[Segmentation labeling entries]
---*---

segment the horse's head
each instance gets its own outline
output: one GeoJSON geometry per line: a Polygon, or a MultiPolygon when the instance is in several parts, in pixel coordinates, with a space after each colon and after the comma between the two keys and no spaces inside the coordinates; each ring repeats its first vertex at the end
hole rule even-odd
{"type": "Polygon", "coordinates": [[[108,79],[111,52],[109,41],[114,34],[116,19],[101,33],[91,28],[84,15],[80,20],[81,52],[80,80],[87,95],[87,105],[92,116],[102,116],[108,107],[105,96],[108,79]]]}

---*---

- Directions -
Turn these records into a JSON list of strings, with one string per line and blank lines dropped.

- Exercise result -
[
  "segment the horse's head",
  "each instance gets its own outline",
  "output: one GeoJSON geometry per line: a Polygon, or a MultiPolygon when the instance is in several parts, in pixel coordinates, with a space after each colon and after the comma between the two keys and no spaces inside the coordinates; each ring repeats its first vertex at the end",
  "hole rule even-odd",
  "{\"type\": \"Polygon\", \"coordinates\": [[[108,79],[111,52],[109,41],[114,34],[116,19],[101,33],[91,28],[84,15],[80,20],[81,52],[80,80],[87,95],[87,105],[92,116],[102,116],[108,107],[105,96],[108,79]]]}"
]